§ **Goal of the exercise**: Reproduce the data below verbatim from the line containing "Expected behaviour: the pointer locates the rocky" through its final line, and produce nothing more.

§ **Raw records**:
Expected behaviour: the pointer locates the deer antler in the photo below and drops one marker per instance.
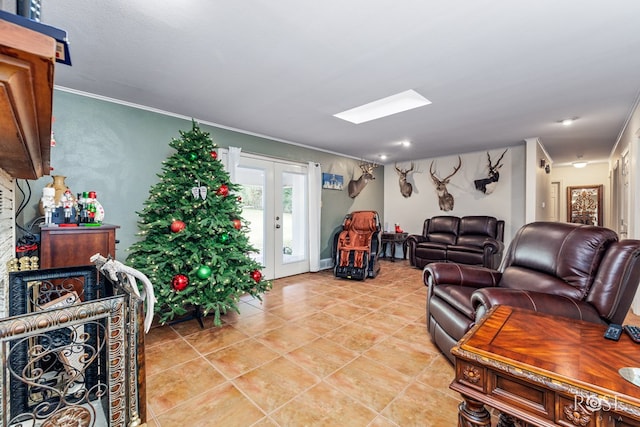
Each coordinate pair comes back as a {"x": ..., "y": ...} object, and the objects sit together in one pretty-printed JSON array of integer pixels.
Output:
[{"x": 497, "y": 165}]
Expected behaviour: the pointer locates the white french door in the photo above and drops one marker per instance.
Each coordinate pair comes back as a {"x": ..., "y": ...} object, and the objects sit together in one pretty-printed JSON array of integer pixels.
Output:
[{"x": 275, "y": 202}]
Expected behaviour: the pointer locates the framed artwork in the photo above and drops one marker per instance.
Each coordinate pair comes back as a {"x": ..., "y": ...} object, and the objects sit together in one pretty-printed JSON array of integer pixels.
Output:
[
  {"x": 584, "y": 204},
  {"x": 331, "y": 181}
]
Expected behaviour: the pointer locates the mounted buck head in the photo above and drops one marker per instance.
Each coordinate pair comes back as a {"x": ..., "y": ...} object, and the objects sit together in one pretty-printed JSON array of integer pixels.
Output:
[
  {"x": 445, "y": 199},
  {"x": 405, "y": 187},
  {"x": 356, "y": 186},
  {"x": 487, "y": 185}
]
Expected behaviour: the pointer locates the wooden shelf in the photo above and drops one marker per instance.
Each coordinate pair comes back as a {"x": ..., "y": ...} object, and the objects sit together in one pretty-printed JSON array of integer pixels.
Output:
[{"x": 27, "y": 60}]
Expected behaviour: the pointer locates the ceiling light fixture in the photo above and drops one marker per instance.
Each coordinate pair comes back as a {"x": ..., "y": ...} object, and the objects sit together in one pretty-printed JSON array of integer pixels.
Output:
[
  {"x": 579, "y": 163},
  {"x": 384, "y": 107},
  {"x": 567, "y": 122}
]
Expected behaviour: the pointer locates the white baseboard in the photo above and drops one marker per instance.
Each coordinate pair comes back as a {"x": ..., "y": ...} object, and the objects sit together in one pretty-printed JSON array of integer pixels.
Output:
[{"x": 326, "y": 264}]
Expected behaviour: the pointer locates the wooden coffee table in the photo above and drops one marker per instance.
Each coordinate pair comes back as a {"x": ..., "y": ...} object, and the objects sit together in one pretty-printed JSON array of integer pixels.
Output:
[
  {"x": 543, "y": 370},
  {"x": 393, "y": 239}
]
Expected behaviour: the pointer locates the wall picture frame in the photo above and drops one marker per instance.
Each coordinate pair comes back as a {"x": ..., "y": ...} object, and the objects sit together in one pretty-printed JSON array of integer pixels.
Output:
[
  {"x": 584, "y": 204},
  {"x": 332, "y": 181}
]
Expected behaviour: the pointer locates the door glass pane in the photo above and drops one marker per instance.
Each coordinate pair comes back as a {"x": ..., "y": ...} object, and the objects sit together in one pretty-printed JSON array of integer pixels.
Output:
[
  {"x": 252, "y": 183},
  {"x": 294, "y": 232}
]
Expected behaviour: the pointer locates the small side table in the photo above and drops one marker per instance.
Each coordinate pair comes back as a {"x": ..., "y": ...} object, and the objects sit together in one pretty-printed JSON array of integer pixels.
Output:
[{"x": 394, "y": 238}]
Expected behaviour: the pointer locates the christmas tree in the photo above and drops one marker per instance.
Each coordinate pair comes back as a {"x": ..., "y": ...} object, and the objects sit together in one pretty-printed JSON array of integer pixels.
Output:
[{"x": 194, "y": 245}]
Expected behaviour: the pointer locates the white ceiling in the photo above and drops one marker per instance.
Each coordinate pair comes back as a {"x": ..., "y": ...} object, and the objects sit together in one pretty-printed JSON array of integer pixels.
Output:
[{"x": 497, "y": 71}]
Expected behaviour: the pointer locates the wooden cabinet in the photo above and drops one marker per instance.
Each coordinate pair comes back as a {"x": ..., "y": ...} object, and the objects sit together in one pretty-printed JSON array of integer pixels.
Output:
[
  {"x": 27, "y": 61},
  {"x": 74, "y": 246}
]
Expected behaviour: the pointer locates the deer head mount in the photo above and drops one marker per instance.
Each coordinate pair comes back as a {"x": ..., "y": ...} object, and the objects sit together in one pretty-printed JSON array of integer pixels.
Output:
[
  {"x": 487, "y": 185},
  {"x": 356, "y": 186},
  {"x": 405, "y": 187},
  {"x": 445, "y": 199}
]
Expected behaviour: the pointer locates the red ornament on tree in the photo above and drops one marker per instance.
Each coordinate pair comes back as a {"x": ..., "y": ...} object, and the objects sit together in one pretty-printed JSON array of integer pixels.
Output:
[
  {"x": 177, "y": 226},
  {"x": 256, "y": 275},
  {"x": 179, "y": 282},
  {"x": 223, "y": 190}
]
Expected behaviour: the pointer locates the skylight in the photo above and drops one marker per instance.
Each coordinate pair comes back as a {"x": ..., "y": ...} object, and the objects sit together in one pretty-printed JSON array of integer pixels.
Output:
[{"x": 384, "y": 107}]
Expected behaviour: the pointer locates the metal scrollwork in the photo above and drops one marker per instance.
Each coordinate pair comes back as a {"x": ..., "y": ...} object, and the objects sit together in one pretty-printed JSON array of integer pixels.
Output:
[
  {"x": 576, "y": 415},
  {"x": 472, "y": 374}
]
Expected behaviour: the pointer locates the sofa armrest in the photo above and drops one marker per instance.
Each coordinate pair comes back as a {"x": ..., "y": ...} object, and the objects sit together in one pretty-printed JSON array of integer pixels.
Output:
[
  {"x": 416, "y": 238},
  {"x": 443, "y": 273},
  {"x": 492, "y": 246},
  {"x": 483, "y": 299}
]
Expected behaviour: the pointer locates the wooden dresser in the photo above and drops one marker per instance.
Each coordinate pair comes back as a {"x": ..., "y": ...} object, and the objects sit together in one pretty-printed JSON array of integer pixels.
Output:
[{"x": 74, "y": 246}]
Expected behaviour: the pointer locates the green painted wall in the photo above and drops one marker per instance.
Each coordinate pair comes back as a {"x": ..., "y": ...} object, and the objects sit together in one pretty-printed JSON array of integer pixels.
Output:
[{"x": 117, "y": 150}]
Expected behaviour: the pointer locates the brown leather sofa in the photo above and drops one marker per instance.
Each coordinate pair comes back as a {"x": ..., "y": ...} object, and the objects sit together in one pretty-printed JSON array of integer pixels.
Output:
[
  {"x": 474, "y": 240},
  {"x": 570, "y": 270}
]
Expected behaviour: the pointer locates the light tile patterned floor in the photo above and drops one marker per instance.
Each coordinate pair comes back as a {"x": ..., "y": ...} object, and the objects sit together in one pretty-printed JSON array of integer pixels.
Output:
[{"x": 318, "y": 351}]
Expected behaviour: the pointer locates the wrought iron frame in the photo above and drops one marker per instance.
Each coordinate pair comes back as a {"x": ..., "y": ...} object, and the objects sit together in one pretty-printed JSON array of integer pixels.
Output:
[{"x": 113, "y": 327}]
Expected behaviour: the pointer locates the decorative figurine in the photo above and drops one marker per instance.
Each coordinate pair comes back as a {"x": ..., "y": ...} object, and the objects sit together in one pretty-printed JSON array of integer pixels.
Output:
[
  {"x": 67, "y": 203},
  {"x": 48, "y": 203}
]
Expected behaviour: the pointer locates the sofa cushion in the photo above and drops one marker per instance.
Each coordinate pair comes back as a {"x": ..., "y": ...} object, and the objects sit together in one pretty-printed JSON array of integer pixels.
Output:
[
  {"x": 431, "y": 251},
  {"x": 458, "y": 297},
  {"x": 570, "y": 259},
  {"x": 474, "y": 230}
]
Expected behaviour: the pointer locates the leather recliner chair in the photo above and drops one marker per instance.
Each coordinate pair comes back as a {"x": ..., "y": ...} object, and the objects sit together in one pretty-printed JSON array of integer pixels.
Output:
[{"x": 569, "y": 270}]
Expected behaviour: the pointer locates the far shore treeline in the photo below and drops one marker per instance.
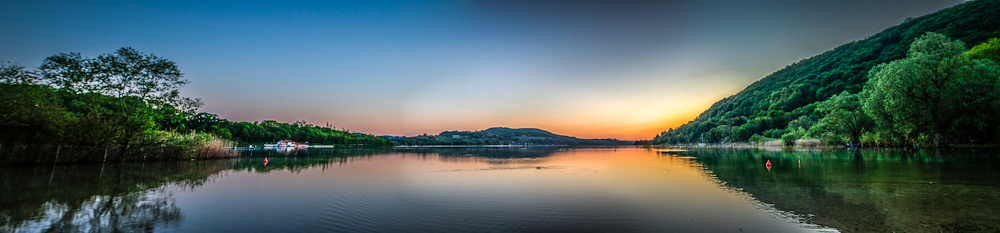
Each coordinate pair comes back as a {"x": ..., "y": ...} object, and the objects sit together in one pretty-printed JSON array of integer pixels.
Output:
[
  {"x": 932, "y": 81},
  {"x": 125, "y": 106}
]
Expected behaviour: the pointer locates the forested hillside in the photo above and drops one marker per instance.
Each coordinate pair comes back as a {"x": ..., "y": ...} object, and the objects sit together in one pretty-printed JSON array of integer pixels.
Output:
[{"x": 794, "y": 94}]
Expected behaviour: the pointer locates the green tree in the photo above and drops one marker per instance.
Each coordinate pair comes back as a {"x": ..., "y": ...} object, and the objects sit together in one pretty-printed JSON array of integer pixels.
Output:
[
  {"x": 936, "y": 91},
  {"x": 844, "y": 117},
  {"x": 989, "y": 50}
]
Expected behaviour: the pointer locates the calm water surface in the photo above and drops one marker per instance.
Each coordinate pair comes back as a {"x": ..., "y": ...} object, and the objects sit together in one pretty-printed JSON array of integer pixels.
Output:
[{"x": 515, "y": 190}]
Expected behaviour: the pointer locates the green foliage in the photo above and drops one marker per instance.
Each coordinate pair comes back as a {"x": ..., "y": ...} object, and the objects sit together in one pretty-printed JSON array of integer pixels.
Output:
[
  {"x": 796, "y": 90},
  {"x": 936, "y": 92},
  {"x": 989, "y": 50},
  {"x": 789, "y": 139},
  {"x": 844, "y": 119},
  {"x": 269, "y": 131}
]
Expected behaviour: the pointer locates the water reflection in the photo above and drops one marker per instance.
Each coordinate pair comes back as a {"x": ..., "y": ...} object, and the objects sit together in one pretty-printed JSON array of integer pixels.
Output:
[
  {"x": 98, "y": 198},
  {"x": 868, "y": 191},
  {"x": 515, "y": 189}
]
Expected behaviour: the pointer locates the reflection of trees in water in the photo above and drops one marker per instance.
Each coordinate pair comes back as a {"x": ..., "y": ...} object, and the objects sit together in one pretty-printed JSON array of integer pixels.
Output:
[
  {"x": 132, "y": 212},
  {"x": 869, "y": 190},
  {"x": 97, "y": 197},
  {"x": 493, "y": 155}
]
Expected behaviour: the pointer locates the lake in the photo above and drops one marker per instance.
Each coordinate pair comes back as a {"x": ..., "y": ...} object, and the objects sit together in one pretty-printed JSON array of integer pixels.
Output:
[{"x": 537, "y": 189}]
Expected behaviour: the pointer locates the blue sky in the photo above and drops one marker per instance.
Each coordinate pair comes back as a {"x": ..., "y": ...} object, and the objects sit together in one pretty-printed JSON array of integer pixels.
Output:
[{"x": 592, "y": 69}]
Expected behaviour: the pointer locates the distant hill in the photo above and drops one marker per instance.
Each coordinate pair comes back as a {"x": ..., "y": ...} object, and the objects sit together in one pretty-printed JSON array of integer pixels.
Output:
[
  {"x": 768, "y": 105},
  {"x": 505, "y": 136}
]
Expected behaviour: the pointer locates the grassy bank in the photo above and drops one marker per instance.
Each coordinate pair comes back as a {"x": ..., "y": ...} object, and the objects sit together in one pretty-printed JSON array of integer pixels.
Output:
[{"x": 158, "y": 145}]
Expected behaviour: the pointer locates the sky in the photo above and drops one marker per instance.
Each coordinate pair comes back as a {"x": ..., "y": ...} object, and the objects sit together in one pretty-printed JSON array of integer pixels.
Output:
[{"x": 588, "y": 69}]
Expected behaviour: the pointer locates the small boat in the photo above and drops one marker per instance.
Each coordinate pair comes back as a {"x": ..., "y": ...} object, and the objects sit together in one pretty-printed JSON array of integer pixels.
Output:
[{"x": 286, "y": 143}]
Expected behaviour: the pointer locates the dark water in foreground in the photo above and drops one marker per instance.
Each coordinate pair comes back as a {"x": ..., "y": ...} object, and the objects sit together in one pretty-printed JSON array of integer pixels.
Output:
[{"x": 516, "y": 190}]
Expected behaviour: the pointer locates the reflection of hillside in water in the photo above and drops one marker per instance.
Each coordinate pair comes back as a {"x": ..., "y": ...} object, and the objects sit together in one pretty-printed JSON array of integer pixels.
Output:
[
  {"x": 125, "y": 197},
  {"x": 868, "y": 191},
  {"x": 95, "y": 197},
  {"x": 491, "y": 155}
]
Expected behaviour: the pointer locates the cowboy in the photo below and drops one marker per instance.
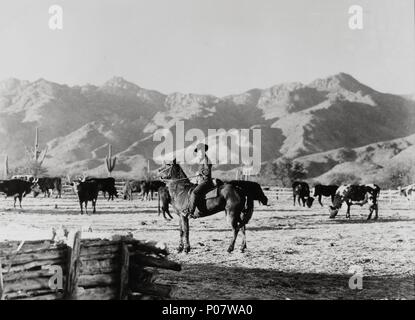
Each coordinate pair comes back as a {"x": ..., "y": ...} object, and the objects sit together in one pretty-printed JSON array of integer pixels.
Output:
[{"x": 204, "y": 181}]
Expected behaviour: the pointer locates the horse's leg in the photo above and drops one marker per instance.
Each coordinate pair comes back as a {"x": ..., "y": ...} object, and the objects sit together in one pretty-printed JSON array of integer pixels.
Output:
[
  {"x": 186, "y": 234},
  {"x": 181, "y": 245},
  {"x": 243, "y": 246},
  {"x": 348, "y": 210},
  {"x": 370, "y": 212},
  {"x": 168, "y": 213},
  {"x": 235, "y": 229}
]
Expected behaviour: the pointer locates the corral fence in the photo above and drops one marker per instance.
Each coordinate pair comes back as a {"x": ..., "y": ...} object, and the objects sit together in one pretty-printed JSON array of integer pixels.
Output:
[
  {"x": 273, "y": 193},
  {"x": 386, "y": 196},
  {"x": 122, "y": 268}
]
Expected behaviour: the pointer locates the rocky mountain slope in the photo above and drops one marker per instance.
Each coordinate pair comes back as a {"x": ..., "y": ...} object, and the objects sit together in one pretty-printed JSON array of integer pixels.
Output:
[{"x": 304, "y": 121}]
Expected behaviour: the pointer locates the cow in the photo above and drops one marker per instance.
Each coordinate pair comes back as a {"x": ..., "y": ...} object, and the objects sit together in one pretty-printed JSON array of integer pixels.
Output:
[
  {"x": 25, "y": 177},
  {"x": 252, "y": 189},
  {"x": 165, "y": 199},
  {"x": 356, "y": 195},
  {"x": 408, "y": 192},
  {"x": 87, "y": 190},
  {"x": 46, "y": 184},
  {"x": 130, "y": 187},
  {"x": 148, "y": 187},
  {"x": 18, "y": 189},
  {"x": 302, "y": 191},
  {"x": 326, "y": 191},
  {"x": 106, "y": 185}
]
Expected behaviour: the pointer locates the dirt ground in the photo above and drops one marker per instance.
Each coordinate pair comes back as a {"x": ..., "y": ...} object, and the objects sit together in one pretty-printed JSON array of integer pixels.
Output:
[{"x": 293, "y": 252}]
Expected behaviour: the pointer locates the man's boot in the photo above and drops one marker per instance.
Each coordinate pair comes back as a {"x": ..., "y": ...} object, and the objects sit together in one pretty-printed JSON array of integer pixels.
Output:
[{"x": 189, "y": 211}]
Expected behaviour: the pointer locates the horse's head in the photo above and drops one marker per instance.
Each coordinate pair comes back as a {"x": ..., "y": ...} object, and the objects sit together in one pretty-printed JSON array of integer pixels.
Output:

§ **Solution**:
Expected behaviour: the pointer locates the rocky mountain slope in the photo above and drops one marker per instance.
Each coordinate pair comes back as a {"x": ..., "y": ...} object, and the objects sit together in one pretty-printed JSON array of integer pixels.
Output:
[{"x": 304, "y": 121}]
Expected behaviour: the pointer locates the cow in the photo above and drops one marker per instance.
Each coordinate pair comes back as a {"x": ..., "y": ...} object, and the objects sit together in one pretty-printed JSON array of integer pixels.
Output:
[
  {"x": 25, "y": 177},
  {"x": 252, "y": 189},
  {"x": 165, "y": 199},
  {"x": 356, "y": 195},
  {"x": 408, "y": 192},
  {"x": 87, "y": 190},
  {"x": 46, "y": 184},
  {"x": 130, "y": 187},
  {"x": 148, "y": 187},
  {"x": 18, "y": 189},
  {"x": 302, "y": 191},
  {"x": 326, "y": 191},
  {"x": 106, "y": 185}
]
Expected behaviour: the pointer locates the dirt ground in the photo above and drops one marker per instance.
Each coordinate pair comes back as a {"x": ..., "y": ...} object, and the objects sit together in one pretty-printed JSON array of integer pixels.
Output:
[{"x": 293, "y": 252}]
Expected behaviour: the pointer locates the man's boot in the photo above and drops one marker per instance.
Each coordinate pair comes back as a {"x": ..., "y": ...} object, and the objects sit together in one pretty-printed JSON array of integer pixels.
Output:
[{"x": 189, "y": 211}]
Expected behaviour: the pointer locates the horse's head in the photo above and drops one marker per instance.
Each coordinate pair comes back as a {"x": ..., "y": ...} object, and the objects sit together in one pretty-printed JSON array of integer pixels.
Output:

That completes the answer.